══ DATA RECORDS ══

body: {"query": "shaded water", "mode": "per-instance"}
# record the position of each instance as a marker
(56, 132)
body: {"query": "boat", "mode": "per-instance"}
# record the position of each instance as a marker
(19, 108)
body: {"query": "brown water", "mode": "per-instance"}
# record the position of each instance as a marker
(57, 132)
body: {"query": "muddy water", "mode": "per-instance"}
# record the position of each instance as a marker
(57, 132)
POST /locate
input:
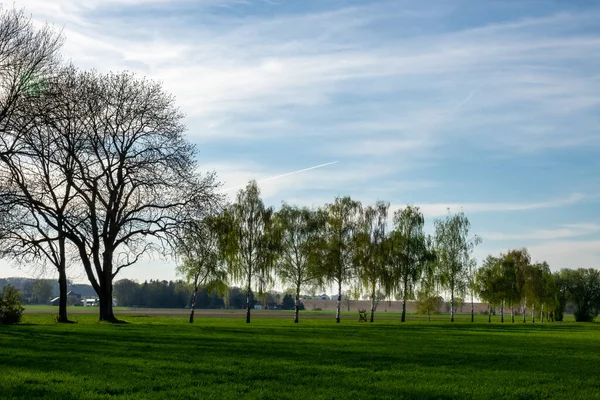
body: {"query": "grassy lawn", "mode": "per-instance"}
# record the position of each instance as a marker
(220, 358)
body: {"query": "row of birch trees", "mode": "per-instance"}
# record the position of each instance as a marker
(341, 244)
(370, 249)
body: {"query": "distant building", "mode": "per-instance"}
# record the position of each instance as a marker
(72, 298)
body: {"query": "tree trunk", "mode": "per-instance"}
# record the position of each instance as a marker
(62, 301)
(248, 306)
(106, 310)
(452, 306)
(62, 278)
(403, 319)
(372, 305)
(512, 312)
(472, 308)
(297, 305)
(193, 307)
(339, 304)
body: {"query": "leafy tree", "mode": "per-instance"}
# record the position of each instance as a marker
(561, 294)
(202, 265)
(452, 243)
(288, 302)
(408, 252)
(249, 241)
(583, 288)
(489, 282)
(338, 254)
(301, 232)
(371, 256)
(11, 308)
(428, 302)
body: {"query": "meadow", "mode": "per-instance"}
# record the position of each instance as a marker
(154, 357)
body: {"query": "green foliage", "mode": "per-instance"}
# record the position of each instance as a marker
(11, 308)
(343, 217)
(453, 249)
(371, 257)
(428, 303)
(301, 236)
(583, 288)
(409, 252)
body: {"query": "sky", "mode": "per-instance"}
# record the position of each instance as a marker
(492, 107)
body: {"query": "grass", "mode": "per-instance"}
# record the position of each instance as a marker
(223, 358)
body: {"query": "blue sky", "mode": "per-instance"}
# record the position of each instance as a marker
(489, 105)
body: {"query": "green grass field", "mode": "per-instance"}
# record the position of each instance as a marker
(221, 358)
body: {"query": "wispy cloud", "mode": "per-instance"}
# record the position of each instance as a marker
(565, 231)
(437, 209)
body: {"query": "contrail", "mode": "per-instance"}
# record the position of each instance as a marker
(466, 99)
(272, 178)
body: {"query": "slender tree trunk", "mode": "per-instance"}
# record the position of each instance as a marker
(297, 305)
(512, 312)
(452, 305)
(403, 319)
(106, 310)
(62, 278)
(62, 301)
(105, 294)
(472, 308)
(339, 303)
(373, 304)
(193, 307)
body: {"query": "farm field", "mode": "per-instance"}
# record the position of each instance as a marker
(216, 358)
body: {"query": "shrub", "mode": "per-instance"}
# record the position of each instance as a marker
(11, 308)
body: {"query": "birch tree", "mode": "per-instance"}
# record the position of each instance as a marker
(250, 242)
(301, 234)
(201, 262)
(408, 252)
(451, 238)
(371, 251)
(342, 222)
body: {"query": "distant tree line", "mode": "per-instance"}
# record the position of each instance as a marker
(352, 246)
(95, 170)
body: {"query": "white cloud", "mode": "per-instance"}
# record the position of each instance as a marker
(438, 209)
(566, 231)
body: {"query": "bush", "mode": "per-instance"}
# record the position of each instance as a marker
(11, 308)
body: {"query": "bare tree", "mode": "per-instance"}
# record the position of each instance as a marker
(28, 56)
(122, 176)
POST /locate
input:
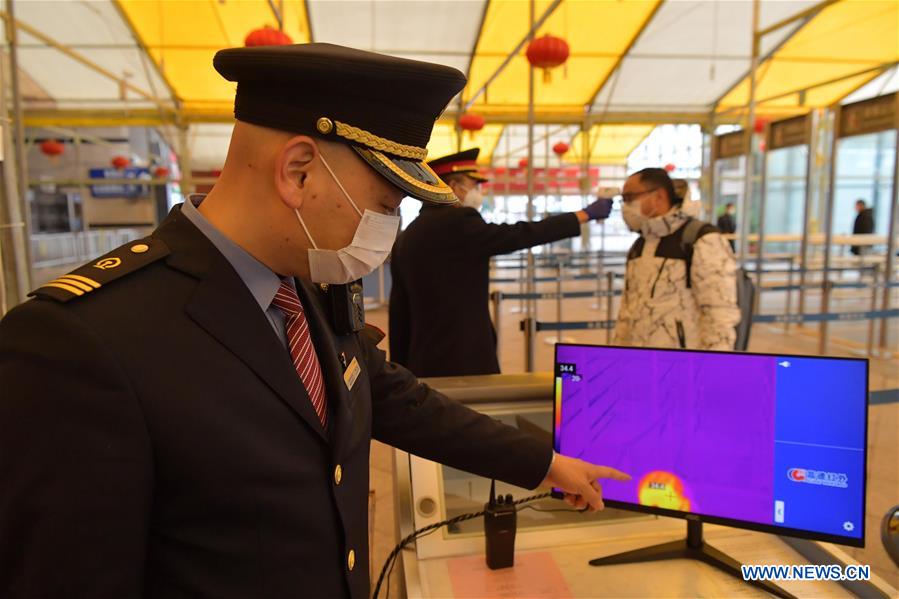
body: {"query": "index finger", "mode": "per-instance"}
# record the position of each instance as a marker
(607, 472)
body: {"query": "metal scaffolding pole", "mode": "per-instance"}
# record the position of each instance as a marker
(17, 263)
(749, 164)
(891, 241)
(810, 171)
(532, 304)
(760, 248)
(828, 233)
(184, 160)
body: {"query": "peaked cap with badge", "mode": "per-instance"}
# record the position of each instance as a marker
(464, 162)
(382, 106)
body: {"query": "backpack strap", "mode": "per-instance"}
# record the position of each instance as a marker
(691, 232)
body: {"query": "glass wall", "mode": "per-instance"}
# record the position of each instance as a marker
(785, 196)
(864, 166)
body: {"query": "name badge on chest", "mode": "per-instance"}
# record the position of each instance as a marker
(351, 374)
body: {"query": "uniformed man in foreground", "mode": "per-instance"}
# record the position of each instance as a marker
(441, 266)
(190, 415)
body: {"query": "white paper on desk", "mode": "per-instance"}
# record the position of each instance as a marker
(534, 575)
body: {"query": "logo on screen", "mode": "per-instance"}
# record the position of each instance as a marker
(818, 477)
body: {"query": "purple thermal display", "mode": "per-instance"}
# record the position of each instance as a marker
(676, 422)
(770, 441)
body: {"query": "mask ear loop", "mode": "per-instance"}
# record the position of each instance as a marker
(339, 184)
(300, 218)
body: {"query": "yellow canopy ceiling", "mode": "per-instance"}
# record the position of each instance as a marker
(830, 56)
(182, 37)
(444, 140)
(610, 144)
(597, 33)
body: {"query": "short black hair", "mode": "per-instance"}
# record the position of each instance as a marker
(658, 177)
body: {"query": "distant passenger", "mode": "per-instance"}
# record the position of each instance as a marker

═══

THE TASK: List the lines of the entries that include "cloud".

RESULT OF THE TASK:
body: {"query": "wispy cloud", "mode": "per-instance"}
body: {"query": "white cloud", "mode": "per-instance"}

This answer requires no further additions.